● **Job 1**: Summarize the auditor's report excerpt in two sentences.

● **Text provided**:
During the year, the company was required to spend Rs. 15.68 Lakhs towards Corporate Social Responsibility (CSR) activities during the year but has spent Rs. 1.71 Lakhs our of the same for this purpose. The balance amount of Rs. 13.97 Lakhs has not been spent nor has it been transferred to a Fund specified in Schedule VII to the Companies Act, 2013 till the date of our report. However, the management of the company has explained that said amount shall be deposited in Schedule VII Fund in accordance with the provisions of Section 135 of the Companies Act, 2013 on or before 30th September 2025.
(xxi) There are no qualifications or adverse remarks given by the auditor in the Companies (Auditors Report) Order (CARO) reports of the subsidiary company. As such provision of clause 3(xxi) of the Order is not applicable.
| For: O.P. Dad & Co. |
| Chartered Accountants |
| Firm Reg. No. 002330C |
| (Abhishek Dad) |
| Partner |
| M. No. 409237 |
| UDIN- 25409237BMOVOF9676 |
| Place: Bhilwara |
| Dated: 30th May, 2025 |
ANNEXURE "B" TO THE INDEPENDENT AUDITORS REPORT ON THE STANDALONE FINANCIAL STATEMENTS OF SUNRAKSHAKK INDUSTRIES INDIA LIMITED (FORMERLY KNOWN AS A.K. SPINTEX LIMITED)
(Referred to in paragraph 2 (f) under Report on Other Legal and Regulatory Requirements of our report of even date)
Report on the Internal Financial Controls under Clause (i) of Sub-section 3 of Section 143 of the Companies Act, 2013 ("the Act")
We have audited the internal financial controls over financial reporting of SUNRAKSHAKK INDUSTRIES INDIA LIMITED (FORMERLY KNOWN AS A.K. SPINTEX LIMITED) ("the Company") as of March 31, 2025 in conjunction with our audit of the Standalone financial statements of the Company for the year ended on that date.

(Entries from a dataset)
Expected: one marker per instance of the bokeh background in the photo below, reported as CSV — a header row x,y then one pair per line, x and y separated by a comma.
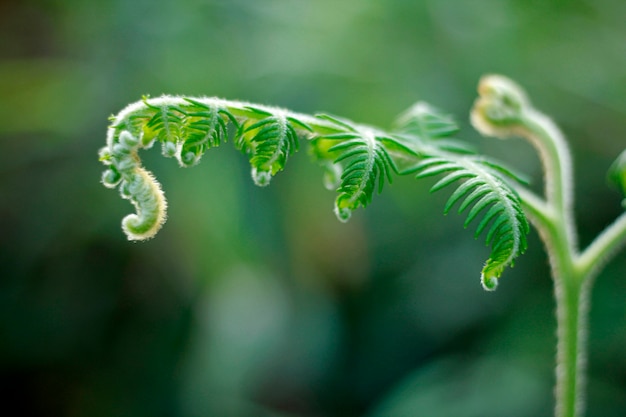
x,y
257,302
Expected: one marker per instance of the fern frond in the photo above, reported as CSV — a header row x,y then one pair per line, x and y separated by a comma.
x,y
166,123
269,142
366,165
428,131
490,197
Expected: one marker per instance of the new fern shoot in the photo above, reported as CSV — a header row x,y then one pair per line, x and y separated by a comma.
x,y
358,160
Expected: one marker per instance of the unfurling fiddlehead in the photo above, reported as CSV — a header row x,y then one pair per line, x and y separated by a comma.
x,y
358,159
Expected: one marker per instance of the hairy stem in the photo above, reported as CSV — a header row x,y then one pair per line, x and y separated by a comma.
x,y
503,110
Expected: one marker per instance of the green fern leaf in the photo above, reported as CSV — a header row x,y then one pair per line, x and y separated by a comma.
x,y
165,125
269,142
205,127
484,189
366,166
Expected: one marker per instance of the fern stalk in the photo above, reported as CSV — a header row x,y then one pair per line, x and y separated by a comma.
x,y
503,110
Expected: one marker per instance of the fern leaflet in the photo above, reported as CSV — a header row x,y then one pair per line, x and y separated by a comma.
x,y
488,195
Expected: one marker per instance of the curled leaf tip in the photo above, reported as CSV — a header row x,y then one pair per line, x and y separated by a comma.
x,y
146,195
489,282
342,210
260,177
499,109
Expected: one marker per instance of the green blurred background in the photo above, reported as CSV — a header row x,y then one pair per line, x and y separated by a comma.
x,y
257,302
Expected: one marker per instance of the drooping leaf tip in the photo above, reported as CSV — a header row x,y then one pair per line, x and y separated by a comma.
x,y
260,177
489,283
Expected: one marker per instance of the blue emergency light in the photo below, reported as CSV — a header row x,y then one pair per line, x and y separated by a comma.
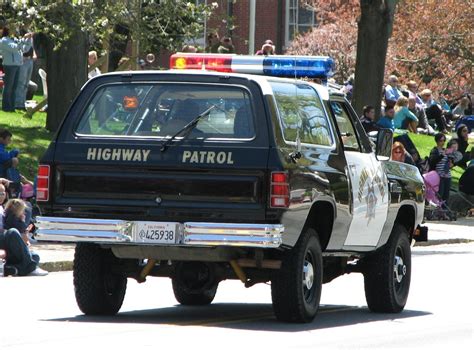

● **Job 2**: Update the records starting with the line that contains "Expected: one marker per instance of the unfurling" and going on through the end of the records, replacing "photo" with "image" and leaving everything else unchanged. Give only those lines, and leave the pictures out.

● **Complete response 1**: The company was required to spend Rs. 15.68 Lakhs on Corporate Social Responsibility activities during the year but spent only Rs. 1.71 Lakhs, and management has said the unspent Rs. 13.97 Lakhs will be deposited in a Schedule VII Fund on or before 30th September 2025. The auditors also audited the internal financial controls over financial reporting of Sunrakshakk Industries India Limited as of March 31, 2025, in conjunction with their audit of its standalone financial statements.

● **Complete response 2**:
Expected: one marker per instance of the unfurling fiddlehead in the image above, reported as CSV — a header row x,y then one pair per line, x and y separated by a comma.
x,y
358,159
Expected: one marker per instance of the hairy stem in the image above, reported as CSV — a header row x,y then one pair per line, x and y separated by a comma.
x,y
503,110
Expected: one marker per instance of the green fern leaf in the image above, reported as CSV — a header row x,y then one pair per line, x and y separated by a comma.
x,y
165,125
269,142
205,127
484,189
366,166
Expected: one marker per instance of the fern stalk in the image above, reported as CSV — a header row x,y then one pair per line, x and y separated by a comma.
x,y
503,110
Expected: one marker per instance of the fern leaflet in the image above, reported as CSV — a header row x,y then one pair per line, x and y separated by a comma.
x,y
488,195
Expected: one marker per instance of the curled leaf tip in the image above, reported as CSV — a header row x,y then one pair per line, x and y separated by a comma.
x,y
146,195
489,282
342,210
260,177
499,109
Expected: one marker per instance of the green blurred background in the image above, reported as CSV — a header row x,y then one pair per line, x and y separated by a comma.
x,y
257,302
Expected: one marker per instance of the drooping leaf tip in the image above, reported as CSV — a header row x,y then one pair per line, x and y separated by a comma.
x,y
260,177
489,283
Expected: one marker per instance of the blue emergency light in the image below, reported as CSV — a header row x,y then one pair per line, x and y separated by a comma.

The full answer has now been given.